> Data provided:
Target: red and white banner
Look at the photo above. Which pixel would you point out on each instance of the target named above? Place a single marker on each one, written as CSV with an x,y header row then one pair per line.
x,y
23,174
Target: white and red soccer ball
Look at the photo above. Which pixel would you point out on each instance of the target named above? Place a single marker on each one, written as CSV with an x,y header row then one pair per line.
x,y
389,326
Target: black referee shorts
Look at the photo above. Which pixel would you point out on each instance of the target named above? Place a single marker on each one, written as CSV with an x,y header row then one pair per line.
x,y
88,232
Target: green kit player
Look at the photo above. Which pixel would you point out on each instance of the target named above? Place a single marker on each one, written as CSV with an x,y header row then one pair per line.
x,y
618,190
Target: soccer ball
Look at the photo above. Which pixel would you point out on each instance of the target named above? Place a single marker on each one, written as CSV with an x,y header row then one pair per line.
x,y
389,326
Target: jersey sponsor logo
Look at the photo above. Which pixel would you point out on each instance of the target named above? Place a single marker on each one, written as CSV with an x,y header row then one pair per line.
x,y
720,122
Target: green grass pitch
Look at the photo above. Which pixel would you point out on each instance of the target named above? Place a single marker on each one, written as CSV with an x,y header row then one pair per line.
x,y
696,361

> Required work: How many of the lines above hold the word "green"? Answer with only the number.

> Output of the exercise: 2